## DO THIS
Edit the lines of the material starting with the line that contains "Where can the stone block" and going on through the line that contains "(1057, 675)": give only those lines again, with "stone block" replaced by "granite block" and everything else unchanged.

Dataset items
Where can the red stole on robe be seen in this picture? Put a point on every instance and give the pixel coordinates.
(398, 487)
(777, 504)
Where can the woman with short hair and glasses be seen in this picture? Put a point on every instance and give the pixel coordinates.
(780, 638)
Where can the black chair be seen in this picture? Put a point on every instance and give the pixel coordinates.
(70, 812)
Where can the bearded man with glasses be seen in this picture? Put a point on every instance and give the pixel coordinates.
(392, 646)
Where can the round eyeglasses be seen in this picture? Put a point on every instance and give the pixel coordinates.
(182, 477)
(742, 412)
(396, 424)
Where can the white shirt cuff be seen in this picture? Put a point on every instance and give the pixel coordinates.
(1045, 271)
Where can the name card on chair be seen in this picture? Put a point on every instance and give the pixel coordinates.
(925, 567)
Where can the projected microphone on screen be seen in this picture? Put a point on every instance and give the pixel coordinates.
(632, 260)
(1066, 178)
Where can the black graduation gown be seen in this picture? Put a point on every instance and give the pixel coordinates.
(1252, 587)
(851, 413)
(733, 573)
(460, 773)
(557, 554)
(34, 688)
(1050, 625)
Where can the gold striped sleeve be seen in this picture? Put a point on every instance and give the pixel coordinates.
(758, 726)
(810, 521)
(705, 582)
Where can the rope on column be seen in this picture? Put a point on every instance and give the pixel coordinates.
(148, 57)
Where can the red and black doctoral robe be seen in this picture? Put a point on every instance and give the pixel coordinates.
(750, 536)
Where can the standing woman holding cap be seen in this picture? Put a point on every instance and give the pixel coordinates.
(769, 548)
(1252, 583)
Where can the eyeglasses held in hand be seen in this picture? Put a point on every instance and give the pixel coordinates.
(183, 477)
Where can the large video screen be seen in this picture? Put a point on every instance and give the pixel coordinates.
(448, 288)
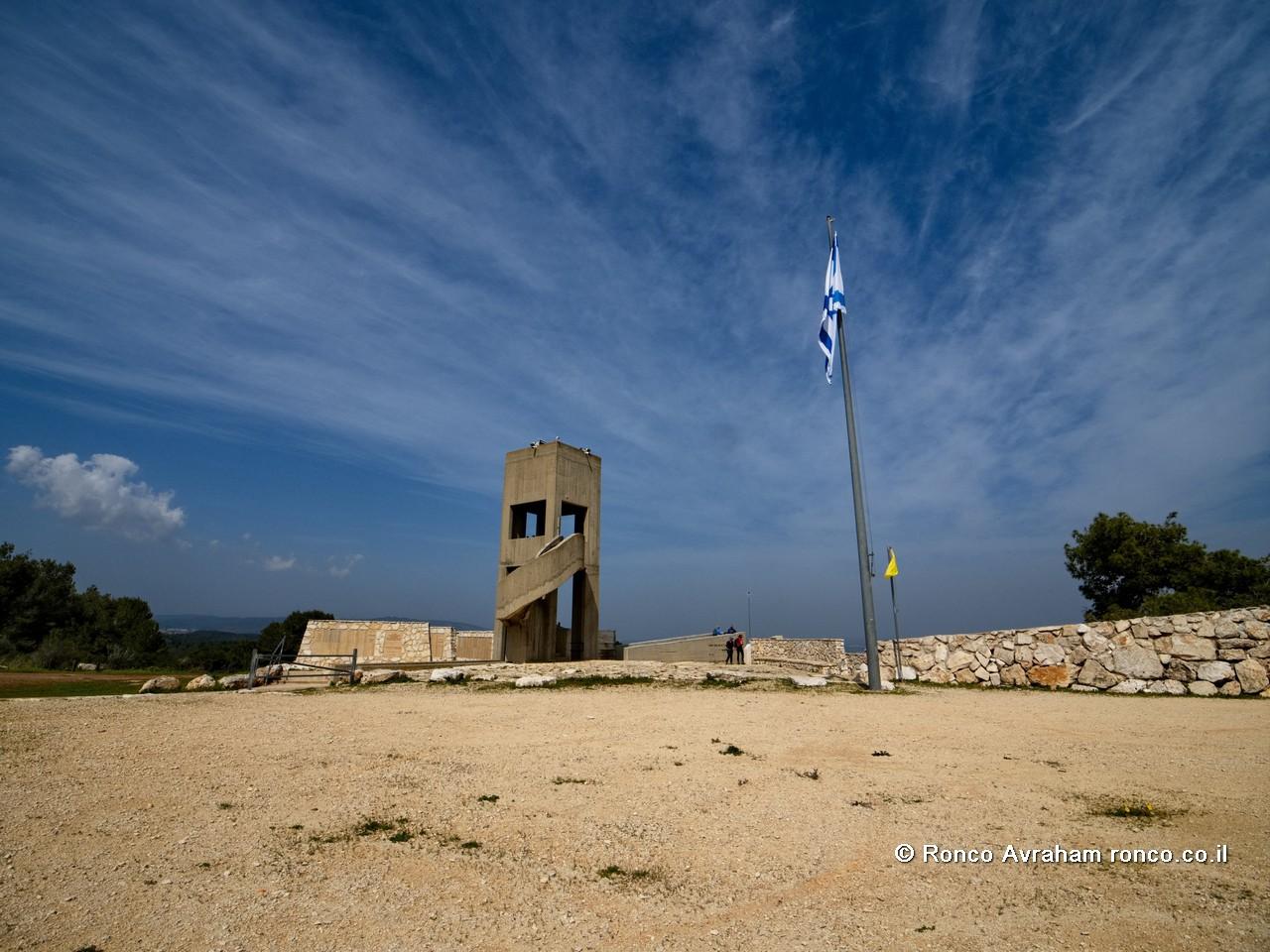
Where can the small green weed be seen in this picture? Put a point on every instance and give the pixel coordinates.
(616, 873)
(1134, 809)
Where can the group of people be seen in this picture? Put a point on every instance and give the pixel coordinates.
(735, 645)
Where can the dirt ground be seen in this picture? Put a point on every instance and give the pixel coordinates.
(421, 816)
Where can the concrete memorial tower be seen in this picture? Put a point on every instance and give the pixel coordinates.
(550, 536)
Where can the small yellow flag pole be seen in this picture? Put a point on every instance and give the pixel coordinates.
(892, 571)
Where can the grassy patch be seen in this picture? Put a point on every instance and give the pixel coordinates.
(371, 825)
(1130, 809)
(19, 684)
(598, 680)
(616, 873)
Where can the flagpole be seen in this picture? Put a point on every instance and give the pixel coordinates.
(857, 499)
(894, 612)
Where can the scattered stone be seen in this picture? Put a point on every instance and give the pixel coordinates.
(1252, 676)
(389, 676)
(448, 675)
(160, 685)
(804, 680)
(1129, 685)
(535, 680)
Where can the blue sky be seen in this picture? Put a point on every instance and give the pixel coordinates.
(290, 280)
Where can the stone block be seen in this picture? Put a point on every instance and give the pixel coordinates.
(1137, 661)
(1193, 648)
(1096, 675)
(1252, 676)
(1048, 655)
(1214, 671)
(1014, 675)
(1057, 675)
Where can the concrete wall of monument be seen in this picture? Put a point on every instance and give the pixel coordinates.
(1207, 653)
(397, 643)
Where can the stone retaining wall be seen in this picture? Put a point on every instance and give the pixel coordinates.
(398, 643)
(1210, 653)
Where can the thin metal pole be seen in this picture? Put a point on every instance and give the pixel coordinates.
(857, 499)
(894, 612)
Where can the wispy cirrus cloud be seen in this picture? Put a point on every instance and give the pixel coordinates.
(278, 563)
(425, 257)
(98, 492)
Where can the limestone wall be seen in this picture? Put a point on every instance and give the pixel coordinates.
(1211, 653)
(400, 643)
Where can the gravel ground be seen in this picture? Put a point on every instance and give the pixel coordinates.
(354, 819)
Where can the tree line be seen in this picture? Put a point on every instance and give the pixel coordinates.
(46, 622)
(1130, 569)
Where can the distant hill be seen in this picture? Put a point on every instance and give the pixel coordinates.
(214, 622)
(217, 627)
(203, 636)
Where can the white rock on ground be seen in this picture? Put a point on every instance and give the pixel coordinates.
(384, 676)
(534, 680)
(449, 675)
(804, 680)
(160, 684)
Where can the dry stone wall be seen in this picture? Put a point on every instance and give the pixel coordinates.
(395, 643)
(1210, 653)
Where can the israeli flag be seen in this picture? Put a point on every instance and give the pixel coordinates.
(834, 303)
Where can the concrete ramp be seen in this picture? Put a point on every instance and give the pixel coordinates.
(550, 569)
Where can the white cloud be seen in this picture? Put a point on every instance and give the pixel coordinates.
(343, 569)
(98, 492)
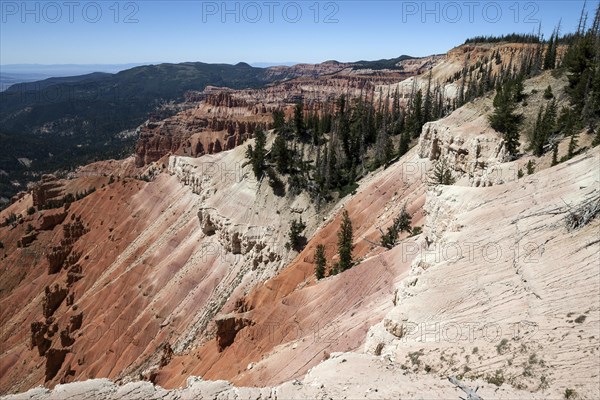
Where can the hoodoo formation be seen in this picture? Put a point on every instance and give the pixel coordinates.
(412, 229)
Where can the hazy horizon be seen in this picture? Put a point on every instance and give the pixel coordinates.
(217, 32)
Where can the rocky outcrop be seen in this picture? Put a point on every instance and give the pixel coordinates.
(49, 219)
(48, 188)
(53, 299)
(197, 132)
(228, 327)
(62, 255)
(54, 361)
(468, 144)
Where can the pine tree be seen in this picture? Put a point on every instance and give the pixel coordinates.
(441, 174)
(320, 261)
(550, 57)
(572, 147)
(281, 154)
(401, 224)
(555, 155)
(345, 246)
(538, 138)
(295, 239)
(530, 167)
(257, 154)
(278, 120)
(504, 119)
(299, 121)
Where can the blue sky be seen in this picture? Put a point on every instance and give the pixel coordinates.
(99, 32)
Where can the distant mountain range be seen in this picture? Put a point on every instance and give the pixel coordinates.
(65, 121)
(11, 74)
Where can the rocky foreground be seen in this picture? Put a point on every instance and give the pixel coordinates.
(179, 286)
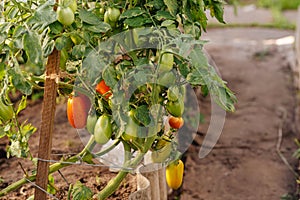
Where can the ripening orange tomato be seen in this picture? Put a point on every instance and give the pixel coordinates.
(176, 122)
(77, 110)
(103, 89)
(174, 174)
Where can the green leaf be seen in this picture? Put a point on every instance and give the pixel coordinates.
(99, 28)
(89, 17)
(35, 55)
(133, 12)
(19, 31)
(172, 6)
(142, 115)
(78, 51)
(137, 21)
(2, 70)
(56, 27)
(217, 10)
(163, 15)
(81, 192)
(44, 14)
(156, 4)
(109, 76)
(48, 48)
(63, 42)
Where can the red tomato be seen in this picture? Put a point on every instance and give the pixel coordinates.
(77, 110)
(176, 122)
(103, 89)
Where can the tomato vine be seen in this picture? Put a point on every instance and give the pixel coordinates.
(144, 52)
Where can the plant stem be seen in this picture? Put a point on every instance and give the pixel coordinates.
(53, 168)
(114, 183)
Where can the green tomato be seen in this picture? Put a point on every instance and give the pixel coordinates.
(63, 59)
(101, 11)
(166, 62)
(166, 79)
(132, 128)
(6, 111)
(76, 39)
(161, 155)
(65, 15)
(173, 93)
(113, 14)
(69, 3)
(103, 129)
(175, 108)
(107, 20)
(91, 123)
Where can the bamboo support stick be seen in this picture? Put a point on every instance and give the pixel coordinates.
(46, 129)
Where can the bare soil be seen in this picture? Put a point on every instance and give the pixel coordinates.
(244, 164)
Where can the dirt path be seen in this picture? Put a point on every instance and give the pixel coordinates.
(244, 164)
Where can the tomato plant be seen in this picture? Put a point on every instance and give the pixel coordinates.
(176, 122)
(65, 15)
(138, 55)
(103, 89)
(103, 129)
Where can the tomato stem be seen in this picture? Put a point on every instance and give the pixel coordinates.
(53, 168)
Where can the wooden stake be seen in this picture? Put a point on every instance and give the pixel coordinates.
(46, 129)
(297, 47)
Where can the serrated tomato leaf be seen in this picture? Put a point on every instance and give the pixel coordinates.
(133, 12)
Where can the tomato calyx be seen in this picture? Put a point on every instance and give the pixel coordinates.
(65, 15)
(103, 89)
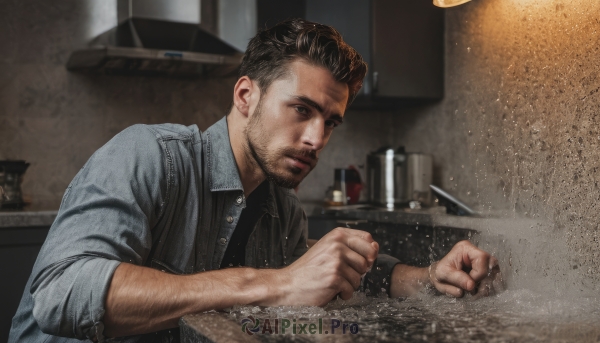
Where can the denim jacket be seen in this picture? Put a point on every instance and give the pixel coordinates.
(163, 196)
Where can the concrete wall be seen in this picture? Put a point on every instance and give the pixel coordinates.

## ANSWER IN FULL
Where can the granite block be seen in this picture? Put a point on every instance and give the pixel coordinates.
(1137, 661)
(1193, 648)
(1096, 675)
(1252, 676)
(1048, 655)
(1214, 671)
(1014, 675)
(1057, 675)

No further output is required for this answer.